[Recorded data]
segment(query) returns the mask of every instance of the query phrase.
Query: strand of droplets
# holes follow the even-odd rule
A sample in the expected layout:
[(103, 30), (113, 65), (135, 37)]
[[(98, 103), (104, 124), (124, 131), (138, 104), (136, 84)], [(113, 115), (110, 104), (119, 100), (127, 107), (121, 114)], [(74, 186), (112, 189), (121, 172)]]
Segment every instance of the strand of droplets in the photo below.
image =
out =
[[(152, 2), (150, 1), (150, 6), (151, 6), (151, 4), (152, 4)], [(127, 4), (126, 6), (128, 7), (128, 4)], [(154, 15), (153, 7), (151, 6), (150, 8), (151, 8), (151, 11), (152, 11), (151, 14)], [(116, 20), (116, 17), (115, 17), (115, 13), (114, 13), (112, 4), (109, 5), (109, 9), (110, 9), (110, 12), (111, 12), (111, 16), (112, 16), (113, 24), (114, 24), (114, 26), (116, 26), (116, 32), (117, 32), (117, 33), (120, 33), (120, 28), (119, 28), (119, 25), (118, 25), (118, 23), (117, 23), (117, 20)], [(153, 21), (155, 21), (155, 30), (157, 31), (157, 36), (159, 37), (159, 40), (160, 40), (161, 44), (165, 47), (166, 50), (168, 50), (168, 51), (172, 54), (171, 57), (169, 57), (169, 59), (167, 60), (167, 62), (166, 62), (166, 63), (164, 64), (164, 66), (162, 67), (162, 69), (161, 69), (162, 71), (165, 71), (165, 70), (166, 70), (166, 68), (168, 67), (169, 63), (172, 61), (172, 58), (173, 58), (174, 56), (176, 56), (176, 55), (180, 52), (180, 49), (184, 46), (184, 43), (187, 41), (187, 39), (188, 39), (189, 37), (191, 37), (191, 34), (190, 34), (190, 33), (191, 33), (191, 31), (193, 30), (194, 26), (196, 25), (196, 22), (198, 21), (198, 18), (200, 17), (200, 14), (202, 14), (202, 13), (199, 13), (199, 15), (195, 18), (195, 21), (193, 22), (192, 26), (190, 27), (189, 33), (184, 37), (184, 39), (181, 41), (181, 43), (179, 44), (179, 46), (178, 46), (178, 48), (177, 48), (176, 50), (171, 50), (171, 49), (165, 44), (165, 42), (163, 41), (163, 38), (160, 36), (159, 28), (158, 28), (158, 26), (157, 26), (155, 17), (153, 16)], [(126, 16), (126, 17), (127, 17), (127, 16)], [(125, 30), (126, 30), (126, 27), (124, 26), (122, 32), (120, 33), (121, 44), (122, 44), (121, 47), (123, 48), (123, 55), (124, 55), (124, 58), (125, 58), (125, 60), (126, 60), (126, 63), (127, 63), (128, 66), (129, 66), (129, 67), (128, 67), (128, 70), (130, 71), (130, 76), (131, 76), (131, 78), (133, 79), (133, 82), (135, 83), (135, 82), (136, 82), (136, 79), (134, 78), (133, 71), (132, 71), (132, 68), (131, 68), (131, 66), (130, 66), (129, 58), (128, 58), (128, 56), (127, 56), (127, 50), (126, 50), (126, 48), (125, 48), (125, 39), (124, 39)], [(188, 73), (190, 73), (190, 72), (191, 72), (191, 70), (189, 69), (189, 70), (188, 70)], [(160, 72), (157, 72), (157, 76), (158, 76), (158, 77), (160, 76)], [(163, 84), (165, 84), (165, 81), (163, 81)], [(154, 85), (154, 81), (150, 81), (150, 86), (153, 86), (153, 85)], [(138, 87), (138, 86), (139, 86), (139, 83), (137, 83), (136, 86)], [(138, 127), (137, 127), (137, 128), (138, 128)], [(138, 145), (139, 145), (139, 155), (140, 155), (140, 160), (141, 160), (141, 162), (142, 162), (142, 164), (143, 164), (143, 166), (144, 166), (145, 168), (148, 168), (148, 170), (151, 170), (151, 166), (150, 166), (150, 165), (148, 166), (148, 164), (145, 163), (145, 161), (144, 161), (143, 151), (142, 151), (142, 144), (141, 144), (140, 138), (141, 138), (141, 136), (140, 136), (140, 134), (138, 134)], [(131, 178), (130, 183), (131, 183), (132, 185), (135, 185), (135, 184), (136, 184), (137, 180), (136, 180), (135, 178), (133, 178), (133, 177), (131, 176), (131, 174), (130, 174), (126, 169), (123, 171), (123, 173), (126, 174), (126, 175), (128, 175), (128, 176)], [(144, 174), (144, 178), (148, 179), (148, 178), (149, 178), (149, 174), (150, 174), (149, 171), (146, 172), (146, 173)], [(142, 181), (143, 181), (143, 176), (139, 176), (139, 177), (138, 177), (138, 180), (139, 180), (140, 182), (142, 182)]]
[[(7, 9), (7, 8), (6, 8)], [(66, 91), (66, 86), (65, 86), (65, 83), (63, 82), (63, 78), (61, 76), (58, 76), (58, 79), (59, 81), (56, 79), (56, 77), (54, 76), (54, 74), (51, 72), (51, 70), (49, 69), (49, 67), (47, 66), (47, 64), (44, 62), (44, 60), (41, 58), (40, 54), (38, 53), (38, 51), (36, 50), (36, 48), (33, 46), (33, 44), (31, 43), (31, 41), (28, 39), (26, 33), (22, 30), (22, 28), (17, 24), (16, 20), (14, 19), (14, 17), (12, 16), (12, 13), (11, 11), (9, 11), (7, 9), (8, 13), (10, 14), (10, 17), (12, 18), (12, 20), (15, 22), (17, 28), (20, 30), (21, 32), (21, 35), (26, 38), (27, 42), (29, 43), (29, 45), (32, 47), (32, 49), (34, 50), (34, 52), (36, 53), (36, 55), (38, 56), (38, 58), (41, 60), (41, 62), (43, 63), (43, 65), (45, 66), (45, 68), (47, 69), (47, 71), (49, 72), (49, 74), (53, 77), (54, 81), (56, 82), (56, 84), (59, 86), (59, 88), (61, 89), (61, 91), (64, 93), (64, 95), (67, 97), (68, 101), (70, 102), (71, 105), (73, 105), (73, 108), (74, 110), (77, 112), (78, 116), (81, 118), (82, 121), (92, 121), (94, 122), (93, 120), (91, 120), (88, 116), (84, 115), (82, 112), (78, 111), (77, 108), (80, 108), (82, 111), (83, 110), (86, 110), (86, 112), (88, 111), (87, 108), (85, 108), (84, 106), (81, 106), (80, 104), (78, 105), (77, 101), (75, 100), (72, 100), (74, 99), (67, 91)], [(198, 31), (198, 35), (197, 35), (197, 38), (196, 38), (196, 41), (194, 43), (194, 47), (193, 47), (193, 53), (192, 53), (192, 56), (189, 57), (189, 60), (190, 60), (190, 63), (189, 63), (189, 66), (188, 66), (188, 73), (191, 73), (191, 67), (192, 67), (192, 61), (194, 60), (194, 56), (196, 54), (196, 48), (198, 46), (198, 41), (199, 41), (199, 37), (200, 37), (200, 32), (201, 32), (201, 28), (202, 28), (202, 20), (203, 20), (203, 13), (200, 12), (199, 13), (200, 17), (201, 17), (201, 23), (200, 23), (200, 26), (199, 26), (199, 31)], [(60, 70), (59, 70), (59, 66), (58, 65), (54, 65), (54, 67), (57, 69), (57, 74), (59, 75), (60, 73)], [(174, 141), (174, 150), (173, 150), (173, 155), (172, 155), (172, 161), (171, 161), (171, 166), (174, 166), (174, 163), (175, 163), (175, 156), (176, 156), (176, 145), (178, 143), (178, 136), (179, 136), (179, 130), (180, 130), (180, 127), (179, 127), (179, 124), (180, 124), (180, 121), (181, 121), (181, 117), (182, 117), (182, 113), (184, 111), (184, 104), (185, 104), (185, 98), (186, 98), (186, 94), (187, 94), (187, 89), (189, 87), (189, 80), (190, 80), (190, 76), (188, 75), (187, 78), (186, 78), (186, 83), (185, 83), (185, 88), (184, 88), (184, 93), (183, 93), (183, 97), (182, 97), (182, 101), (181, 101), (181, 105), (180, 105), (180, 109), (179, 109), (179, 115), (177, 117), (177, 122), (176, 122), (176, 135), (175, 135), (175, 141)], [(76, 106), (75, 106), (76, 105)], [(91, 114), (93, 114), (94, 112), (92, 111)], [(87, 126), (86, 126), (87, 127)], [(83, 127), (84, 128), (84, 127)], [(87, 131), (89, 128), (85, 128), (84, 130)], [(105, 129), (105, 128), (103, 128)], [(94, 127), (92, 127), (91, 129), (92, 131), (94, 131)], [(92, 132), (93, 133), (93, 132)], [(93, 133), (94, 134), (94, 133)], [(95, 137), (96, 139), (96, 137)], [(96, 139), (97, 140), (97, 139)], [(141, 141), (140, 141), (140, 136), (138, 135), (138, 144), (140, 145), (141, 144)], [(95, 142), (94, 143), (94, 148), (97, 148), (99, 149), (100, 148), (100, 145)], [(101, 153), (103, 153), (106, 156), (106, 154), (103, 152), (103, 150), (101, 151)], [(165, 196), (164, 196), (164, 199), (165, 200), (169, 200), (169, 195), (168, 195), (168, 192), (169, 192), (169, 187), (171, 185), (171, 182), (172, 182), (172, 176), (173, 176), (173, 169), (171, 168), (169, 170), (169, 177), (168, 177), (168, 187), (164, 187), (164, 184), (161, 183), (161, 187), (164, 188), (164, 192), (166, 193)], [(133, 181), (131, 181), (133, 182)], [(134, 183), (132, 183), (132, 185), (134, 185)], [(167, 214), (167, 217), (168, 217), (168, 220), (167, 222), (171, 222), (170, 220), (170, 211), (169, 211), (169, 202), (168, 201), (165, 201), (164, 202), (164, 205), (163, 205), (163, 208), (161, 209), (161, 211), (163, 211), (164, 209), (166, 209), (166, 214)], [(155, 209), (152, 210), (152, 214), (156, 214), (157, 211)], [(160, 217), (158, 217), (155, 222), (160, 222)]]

> _WHAT YOU WILL DO_: Reproduce the listing verbatim, starting with its first line and continuing through the line that contains "189), (121, 172)]]", both ends included.

> _EXERCISE SOLUTION_:
segment(query) returns the mask of every instance of the query phrase.
Query: strand of droplets
# holes follow the even-odd rule
A sample in the expected layout:
[(103, 30), (113, 65), (135, 37)]
[[(98, 103), (104, 124), (124, 131), (138, 104), (136, 84)], [(113, 115), (110, 104), (119, 100), (127, 107), (121, 114)], [(74, 186), (112, 189), (121, 172)]]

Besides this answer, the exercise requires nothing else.